=== Prompt ===
Say whether each statement below agrees with the passage on the Roanoke colonists and tobacco. Answer yes or no for each, and quote the words of the passage that decide it. (a) All of the Roanoke colonists who stayed behind disappeared. (b) A servant emptied a bucket of water over Sir Walter Raleigh's head because he thought Raleigh was on fire. (c) King James encouraged people to use tobacco.

Some of these Roanoke colonists became discouraged with the hardships they had to suffer and so gave up and sailed back home again. Those who remained all disappeared. Where? No one knows. We think they must either have been killed by the Indians or have died of starvation. At any rate, not one was left to tell the tale. Among these Roanoke colonists was the first English child born in America—a girl, who had been named Virginia Dare, for the queen was very popular and a great many girls were named Virginia after her.

Some tobacco was brought back from Virginia, and Sir Walter Raleigh learned to smoke. This was such a strange and unknown thing at that time that one day while he was smoking a pipe a servant who saw smoke coming out of his mouth thought he was on fire and, running for a bucket of water, emptied it over his head.

Virginia is still famous for its tobacco. At first tobacco was supposed to be very healthful, for the Indians seemed to have very good health and they smoked a great deal. Afterward, however, in the next reign, King James so hated tobacco that he wrote a book against it and forbade it to be used.

=== Entries provided ===
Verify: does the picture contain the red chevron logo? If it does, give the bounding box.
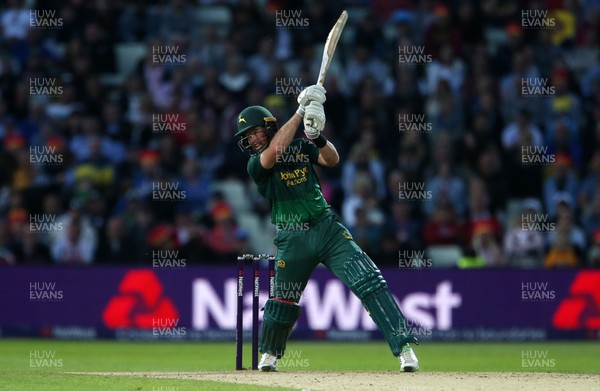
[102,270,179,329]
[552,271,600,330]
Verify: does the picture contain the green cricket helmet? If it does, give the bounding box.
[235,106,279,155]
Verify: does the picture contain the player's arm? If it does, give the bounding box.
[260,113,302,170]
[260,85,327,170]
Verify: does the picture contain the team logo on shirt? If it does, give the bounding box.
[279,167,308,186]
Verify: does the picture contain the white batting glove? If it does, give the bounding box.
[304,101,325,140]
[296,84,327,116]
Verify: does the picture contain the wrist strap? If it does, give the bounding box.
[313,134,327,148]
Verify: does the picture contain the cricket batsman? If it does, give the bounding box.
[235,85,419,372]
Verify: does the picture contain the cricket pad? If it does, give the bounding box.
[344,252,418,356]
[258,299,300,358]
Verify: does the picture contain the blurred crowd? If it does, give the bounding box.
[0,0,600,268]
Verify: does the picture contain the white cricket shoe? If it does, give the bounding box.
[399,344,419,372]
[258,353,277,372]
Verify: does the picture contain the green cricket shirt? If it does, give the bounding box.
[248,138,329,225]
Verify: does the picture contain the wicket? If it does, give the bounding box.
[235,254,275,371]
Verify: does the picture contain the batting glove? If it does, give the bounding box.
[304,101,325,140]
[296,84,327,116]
* * *
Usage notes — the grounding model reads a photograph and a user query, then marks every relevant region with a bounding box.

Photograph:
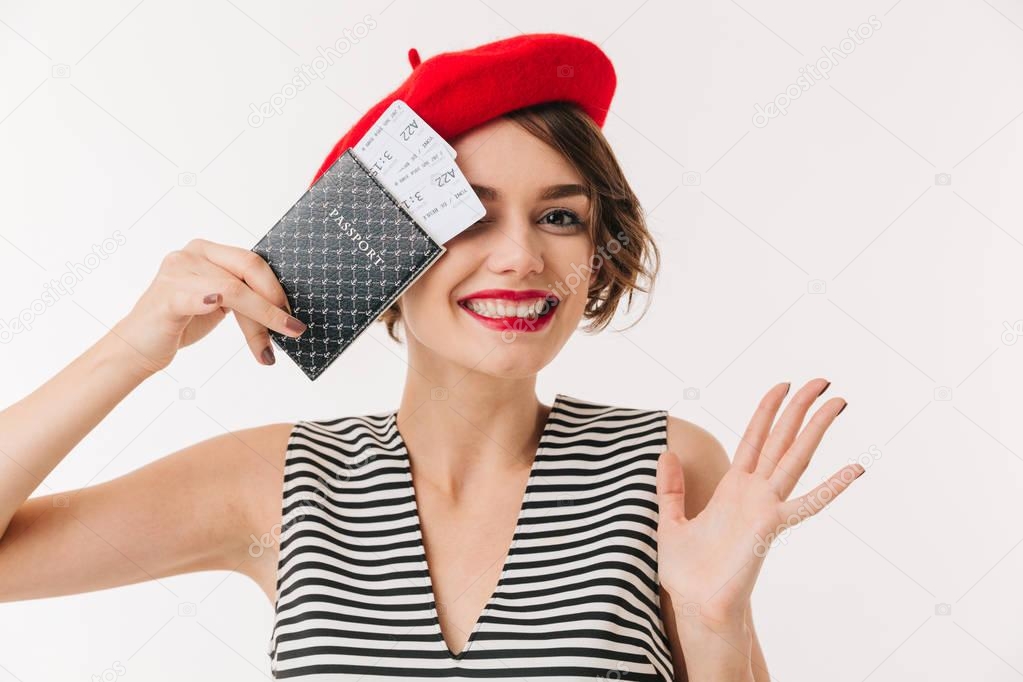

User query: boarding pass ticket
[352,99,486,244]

=== Reply to the exercise ===
(a) Yes: "Those who remained all disappeared."
(b) Yes: "a servant who saw smoke coming out of his mouth thought he was on fire and, running for a bucket of water, emptied it over his head."
(c) No: "King James so hated tobacco that he wrote a book against it and forbade it to be used."